Kontribusi Penanganan PasPa Pada Komoditas Pangan Hortikultura Terhadap Upaya Penurunan Emisi GRK
Keterlibatan BSIP Jambi dalam mendukung Program Bio Carbon Fund ISFL (Initiative for Sustainable Forest Landscape) Provinsi Jambi dalam lingkup Tema Pascapanen telah berjalan selama 2 Tahun (2023-2024). Kegiatan yang dikoordinasikan oleh Dinas Tanaman Pangan Hortikultura dan Peternakan Provinsi Jambi bertujuan untuk meningkatkan peran serta sektor pertanian khususnya pada lingkup Tema Penanganan Pascapanen komoditas Pangan dan Hortikultura dalam mendukung target penurunan Emisi carbon Provinsi Jambi. Pelaksanaan kegiatan dalam bentuk Bimbingan Teknis (Bimtek) berlangsung 2 Tahap terjadwal sejak akhir April hingga 09 Mei 2024.

═══

## TUGAS LATIHAN
A - Menurut teks tentang penanganan pascapanen di Jambi, instansi mana yang mengoordinasikan kegiatan tersebut?
B - Tentukan apakah setiap pernyataan berikut sesuai dengan teks tentang penanganan pascapanen di Jambi, lalu kutip kata-kata teks yang menjadi penentunya: (i) Bimtek dilaksanakan dalam tiga tahap. (ii) Keterlibatan BSIP Jambi dalam tema pascapanen sudah berjalan dua tahun. (iii) Bimtek berakhir pada 09 Mei 2024.
C - Teruskan teks tentang penanganan pascapanen di Jambi, dimulai setelah kalimat terakhirnya.

## ENTRI DAFTAR
═══

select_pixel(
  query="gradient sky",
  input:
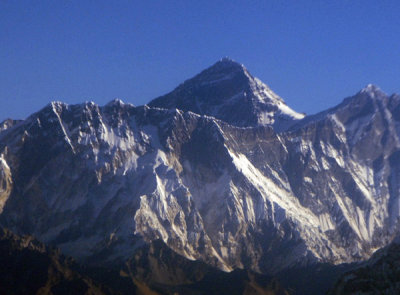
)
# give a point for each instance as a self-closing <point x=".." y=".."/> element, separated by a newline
<point x="311" y="53"/>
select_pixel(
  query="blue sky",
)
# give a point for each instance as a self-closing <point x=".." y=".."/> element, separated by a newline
<point x="312" y="53"/>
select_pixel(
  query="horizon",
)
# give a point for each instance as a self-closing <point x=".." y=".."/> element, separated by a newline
<point x="313" y="55"/>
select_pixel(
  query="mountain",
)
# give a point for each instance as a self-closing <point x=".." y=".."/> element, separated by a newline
<point x="379" y="275"/>
<point x="101" y="182"/>
<point x="227" y="91"/>
<point x="29" y="267"/>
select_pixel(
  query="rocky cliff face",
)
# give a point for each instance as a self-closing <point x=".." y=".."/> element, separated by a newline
<point x="98" y="182"/>
<point x="227" y="91"/>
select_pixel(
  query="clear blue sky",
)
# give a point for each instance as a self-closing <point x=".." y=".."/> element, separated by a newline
<point x="312" y="53"/>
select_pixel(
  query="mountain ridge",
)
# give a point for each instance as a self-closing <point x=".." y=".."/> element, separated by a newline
<point x="98" y="182"/>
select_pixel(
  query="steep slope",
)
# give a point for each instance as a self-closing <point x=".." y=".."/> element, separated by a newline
<point x="344" y="167"/>
<point x="227" y="91"/>
<point x="100" y="182"/>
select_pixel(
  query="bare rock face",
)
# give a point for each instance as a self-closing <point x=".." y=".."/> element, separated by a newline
<point x="99" y="182"/>
<point x="227" y="91"/>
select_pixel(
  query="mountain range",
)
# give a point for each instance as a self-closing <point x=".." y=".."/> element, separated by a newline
<point x="220" y="171"/>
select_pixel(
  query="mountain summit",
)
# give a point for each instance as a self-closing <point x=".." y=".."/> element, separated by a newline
<point x="227" y="91"/>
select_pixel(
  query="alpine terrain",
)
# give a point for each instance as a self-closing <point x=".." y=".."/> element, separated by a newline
<point x="220" y="171"/>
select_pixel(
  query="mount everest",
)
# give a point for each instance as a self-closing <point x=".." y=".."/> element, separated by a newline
<point x="220" y="169"/>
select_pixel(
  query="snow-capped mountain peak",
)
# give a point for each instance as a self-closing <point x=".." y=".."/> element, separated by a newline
<point x="227" y="91"/>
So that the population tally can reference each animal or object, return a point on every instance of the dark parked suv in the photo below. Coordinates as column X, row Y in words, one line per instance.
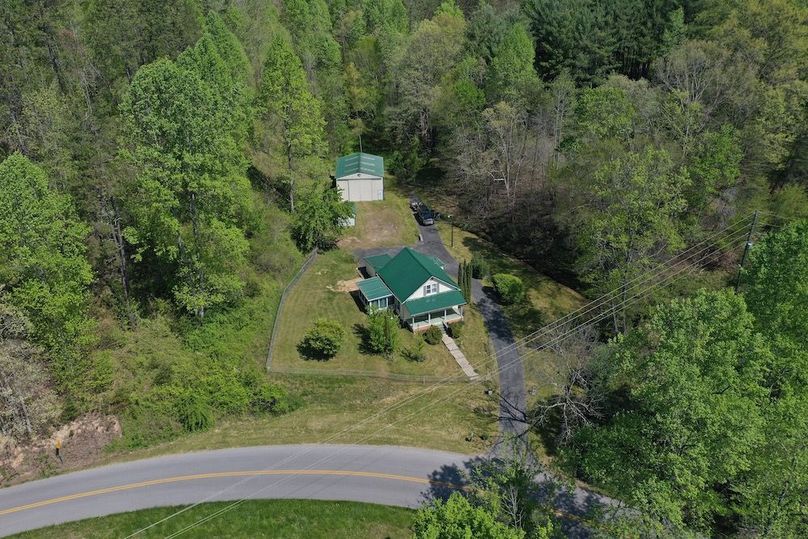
column 425, row 216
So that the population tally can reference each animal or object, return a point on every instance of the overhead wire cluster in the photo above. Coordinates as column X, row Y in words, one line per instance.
column 555, row 332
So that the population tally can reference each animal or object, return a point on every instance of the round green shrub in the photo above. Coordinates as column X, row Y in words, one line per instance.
column 194, row 412
column 433, row 335
column 479, row 267
column 510, row 288
column 323, row 340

═══

## JAWABAN TIAP TUGAS
A - Dinas Tanaman Pangan Hortikultura dan Peternakan Provinsi Jambi.

B -
(i) Tidak: "berlangsung 2 Tahap terjadwal".
(ii) Ya: "telah berjalan selama 2 Tahun (2023-2024)".
(iii) Ya: "sejak akhir April hingga 09 Mei 2024".

C -
Lokus kegiatan dilaksanakan dalam kawasan yang termasuk area penyangga hutan diantaranya yaitu Kabupaten Tanjung Jabung Barat, Tanjung Jabung Timur dan Bungo. Adapun materi Bimtek secara umum berkenaan dengan Penerapan penanganan pascapanen pada komoditas pangan yaitu padi serta komoditas hortikultura (nanas) serta keterkaitannya dengan isu kelestarian alam. Peserta yang mengikuti Bimtek adalah ketua Kelompok Tani (KT) yang tergabung dalam Gapoktan dan penyuluh (petugas lapang). Fokus Transfer Knowledge serta praktek penanganan pascapanen sesuai konsep Good Handling Practices (GHP) disampaikan kepada seluruh peserta. Adapun GHP pada komodiats padi disampaikan kepada KT Suka Maju Kecamatan Geragai Kabupaten Tanjung Jabung Timur, KT Teluk Nilau Indah, Kecamatan Pengabuan Kabupaten Tanjung Jabung Barat, KT Lubuk Semantung Kecamatan Tanah Tumbuh Kabupten Bungo. Kemudian, penyampaian konsep GHP pada komoditas hortikultura, fokus pada buah nanas dan diikuti oleh KT Karya Maju, Desa Muntialo Kecamatan Betara Kabupaten Tanjung Jabung Barat.
Secara umum, pascapanen adalah tahapan pengelolaan produk pertanian sejak panen hingga segera setelah panen yang terdiri dari kegiatan pembersihan, penyeleksian, pengeringan, penyimpanan hingga pengemasan. Mengacu pada Permentan No.73/Permentan/Ot.140/7/2013, pascapanen didefenisikan sebagai rangkaian kegiatan yang dimulai dari pengumpulan hasil panen, proses penanganan pascapanen hingga produk siap diantarkan ke konsumen (from farm to table). Istilah lain pascapanen adalah pasca produksi (Postproduction) yang terdiri dari dua tahapan kegiatan yaitu pascapanen (postharvest) dan pengolahan (processing).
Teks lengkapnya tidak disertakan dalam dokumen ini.